▸ Data extract:
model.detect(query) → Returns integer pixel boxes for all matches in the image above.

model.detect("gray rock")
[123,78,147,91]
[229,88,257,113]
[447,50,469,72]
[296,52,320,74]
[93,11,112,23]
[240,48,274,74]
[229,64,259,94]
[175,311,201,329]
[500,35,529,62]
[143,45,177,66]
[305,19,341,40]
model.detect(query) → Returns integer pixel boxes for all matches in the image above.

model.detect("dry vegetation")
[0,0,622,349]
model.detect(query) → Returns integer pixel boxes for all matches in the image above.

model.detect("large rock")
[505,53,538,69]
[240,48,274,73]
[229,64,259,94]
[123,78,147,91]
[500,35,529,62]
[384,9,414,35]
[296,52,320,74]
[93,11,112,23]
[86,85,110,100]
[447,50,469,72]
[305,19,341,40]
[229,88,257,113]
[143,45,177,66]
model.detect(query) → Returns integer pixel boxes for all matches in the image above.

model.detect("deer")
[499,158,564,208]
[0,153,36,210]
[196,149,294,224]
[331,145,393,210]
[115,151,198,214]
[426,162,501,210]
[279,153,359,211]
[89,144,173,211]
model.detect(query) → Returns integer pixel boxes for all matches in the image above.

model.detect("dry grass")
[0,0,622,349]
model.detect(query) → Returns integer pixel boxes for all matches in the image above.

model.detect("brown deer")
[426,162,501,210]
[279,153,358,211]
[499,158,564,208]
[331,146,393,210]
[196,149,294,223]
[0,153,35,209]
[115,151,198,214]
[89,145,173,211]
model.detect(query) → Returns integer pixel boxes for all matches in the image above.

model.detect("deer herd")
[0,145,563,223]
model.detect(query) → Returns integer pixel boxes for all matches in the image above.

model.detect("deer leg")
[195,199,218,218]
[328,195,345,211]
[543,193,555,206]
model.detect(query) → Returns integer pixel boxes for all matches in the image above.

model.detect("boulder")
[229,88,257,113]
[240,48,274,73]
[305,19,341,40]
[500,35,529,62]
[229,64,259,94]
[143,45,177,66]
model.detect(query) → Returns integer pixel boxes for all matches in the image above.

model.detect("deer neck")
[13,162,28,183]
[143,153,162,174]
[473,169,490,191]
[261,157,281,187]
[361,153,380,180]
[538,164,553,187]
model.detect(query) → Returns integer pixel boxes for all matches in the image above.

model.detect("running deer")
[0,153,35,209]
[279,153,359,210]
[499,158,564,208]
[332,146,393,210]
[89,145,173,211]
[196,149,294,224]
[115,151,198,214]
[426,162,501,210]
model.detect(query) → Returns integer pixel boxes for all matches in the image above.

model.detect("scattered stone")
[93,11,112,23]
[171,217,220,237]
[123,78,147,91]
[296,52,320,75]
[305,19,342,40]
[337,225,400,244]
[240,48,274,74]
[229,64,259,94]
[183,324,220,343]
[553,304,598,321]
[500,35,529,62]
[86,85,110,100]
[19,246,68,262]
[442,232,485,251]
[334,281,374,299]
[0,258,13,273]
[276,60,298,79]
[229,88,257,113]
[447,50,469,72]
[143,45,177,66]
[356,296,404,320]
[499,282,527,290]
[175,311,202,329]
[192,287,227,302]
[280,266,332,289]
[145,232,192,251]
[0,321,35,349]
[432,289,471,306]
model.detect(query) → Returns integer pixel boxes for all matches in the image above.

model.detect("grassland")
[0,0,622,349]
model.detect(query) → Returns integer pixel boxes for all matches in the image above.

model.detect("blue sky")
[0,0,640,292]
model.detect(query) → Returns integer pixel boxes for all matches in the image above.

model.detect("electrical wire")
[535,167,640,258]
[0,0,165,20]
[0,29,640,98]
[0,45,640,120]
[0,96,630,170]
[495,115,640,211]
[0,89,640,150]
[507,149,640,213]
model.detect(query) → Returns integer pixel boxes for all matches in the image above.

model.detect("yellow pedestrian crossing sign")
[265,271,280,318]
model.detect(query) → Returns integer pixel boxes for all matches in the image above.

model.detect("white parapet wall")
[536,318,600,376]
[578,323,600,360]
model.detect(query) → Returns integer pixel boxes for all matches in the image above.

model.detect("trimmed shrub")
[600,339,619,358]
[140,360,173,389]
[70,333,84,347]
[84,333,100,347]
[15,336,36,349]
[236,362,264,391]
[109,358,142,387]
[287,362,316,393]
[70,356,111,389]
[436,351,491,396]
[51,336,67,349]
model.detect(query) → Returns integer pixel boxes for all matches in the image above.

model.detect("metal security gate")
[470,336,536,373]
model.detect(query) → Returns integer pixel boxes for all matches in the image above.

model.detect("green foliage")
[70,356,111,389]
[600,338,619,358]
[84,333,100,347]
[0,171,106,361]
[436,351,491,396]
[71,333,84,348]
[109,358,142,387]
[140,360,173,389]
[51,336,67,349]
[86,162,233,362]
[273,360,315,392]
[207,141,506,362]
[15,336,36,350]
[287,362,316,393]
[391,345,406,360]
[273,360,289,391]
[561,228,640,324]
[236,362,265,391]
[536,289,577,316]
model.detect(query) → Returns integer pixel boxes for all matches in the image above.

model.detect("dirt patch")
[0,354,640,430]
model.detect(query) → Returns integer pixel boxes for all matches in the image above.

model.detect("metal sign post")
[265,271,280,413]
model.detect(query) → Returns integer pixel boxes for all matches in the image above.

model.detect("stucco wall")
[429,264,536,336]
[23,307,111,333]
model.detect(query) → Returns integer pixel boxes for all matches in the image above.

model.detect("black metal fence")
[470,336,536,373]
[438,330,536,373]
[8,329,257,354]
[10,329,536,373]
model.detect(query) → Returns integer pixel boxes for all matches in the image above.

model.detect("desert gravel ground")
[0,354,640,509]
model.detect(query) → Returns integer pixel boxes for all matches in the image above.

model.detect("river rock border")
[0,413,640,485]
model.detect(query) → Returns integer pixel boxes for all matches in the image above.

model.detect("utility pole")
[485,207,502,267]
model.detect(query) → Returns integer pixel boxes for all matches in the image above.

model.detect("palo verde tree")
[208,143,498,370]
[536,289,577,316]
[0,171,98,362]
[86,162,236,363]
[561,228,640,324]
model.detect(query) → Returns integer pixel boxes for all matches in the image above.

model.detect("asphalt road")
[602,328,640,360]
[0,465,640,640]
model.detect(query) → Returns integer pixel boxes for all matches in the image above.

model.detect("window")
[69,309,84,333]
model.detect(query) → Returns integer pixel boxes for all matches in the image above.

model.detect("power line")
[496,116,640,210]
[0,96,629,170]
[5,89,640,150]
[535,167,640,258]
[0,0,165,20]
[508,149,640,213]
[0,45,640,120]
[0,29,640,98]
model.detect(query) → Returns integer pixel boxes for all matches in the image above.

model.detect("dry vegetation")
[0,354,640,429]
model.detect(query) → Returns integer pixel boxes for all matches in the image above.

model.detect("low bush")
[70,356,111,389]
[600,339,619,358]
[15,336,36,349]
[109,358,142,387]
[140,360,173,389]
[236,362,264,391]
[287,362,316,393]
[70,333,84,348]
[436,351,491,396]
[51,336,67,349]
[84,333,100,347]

...

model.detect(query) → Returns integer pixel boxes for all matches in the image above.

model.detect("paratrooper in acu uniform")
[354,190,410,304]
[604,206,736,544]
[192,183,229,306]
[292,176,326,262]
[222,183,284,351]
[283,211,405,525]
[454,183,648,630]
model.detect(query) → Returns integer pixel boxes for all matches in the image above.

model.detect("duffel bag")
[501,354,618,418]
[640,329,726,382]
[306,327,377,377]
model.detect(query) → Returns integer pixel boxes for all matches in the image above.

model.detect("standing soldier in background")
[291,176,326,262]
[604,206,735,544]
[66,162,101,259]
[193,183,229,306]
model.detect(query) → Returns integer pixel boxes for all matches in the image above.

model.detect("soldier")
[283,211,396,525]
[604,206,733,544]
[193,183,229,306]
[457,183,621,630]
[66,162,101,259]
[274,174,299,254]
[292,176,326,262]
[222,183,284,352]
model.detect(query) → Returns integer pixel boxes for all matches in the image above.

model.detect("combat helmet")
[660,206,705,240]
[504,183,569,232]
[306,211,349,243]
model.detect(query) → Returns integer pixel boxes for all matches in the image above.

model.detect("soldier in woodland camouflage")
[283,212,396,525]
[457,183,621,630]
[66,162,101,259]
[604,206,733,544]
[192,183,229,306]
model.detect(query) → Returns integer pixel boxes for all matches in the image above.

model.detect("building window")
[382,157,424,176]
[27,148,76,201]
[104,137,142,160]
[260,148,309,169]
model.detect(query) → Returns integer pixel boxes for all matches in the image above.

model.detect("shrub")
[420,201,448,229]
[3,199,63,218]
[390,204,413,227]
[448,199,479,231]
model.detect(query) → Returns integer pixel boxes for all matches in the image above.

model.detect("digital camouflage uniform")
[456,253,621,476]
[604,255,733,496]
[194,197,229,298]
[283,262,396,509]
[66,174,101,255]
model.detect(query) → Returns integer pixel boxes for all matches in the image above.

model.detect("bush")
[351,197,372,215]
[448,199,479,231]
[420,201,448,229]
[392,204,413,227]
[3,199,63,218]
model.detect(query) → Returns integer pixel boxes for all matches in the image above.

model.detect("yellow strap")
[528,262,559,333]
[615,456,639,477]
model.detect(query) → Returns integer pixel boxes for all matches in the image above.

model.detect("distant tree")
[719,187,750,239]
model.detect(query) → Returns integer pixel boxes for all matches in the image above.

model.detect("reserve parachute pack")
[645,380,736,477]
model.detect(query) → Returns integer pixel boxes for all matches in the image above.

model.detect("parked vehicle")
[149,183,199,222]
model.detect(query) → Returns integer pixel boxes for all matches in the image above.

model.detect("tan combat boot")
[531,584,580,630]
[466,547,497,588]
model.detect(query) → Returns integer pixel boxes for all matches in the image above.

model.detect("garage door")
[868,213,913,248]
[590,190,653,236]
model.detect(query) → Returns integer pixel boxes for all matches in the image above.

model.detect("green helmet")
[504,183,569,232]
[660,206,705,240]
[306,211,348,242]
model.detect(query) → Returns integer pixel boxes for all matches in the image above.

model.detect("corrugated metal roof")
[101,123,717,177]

▸ Required work: List every line in the items above that contains the word "yellow", copying each such line in full.

▸ Correct response:
model.detect("yellow pedestrian crossing sign")
model.detect("yellow strap")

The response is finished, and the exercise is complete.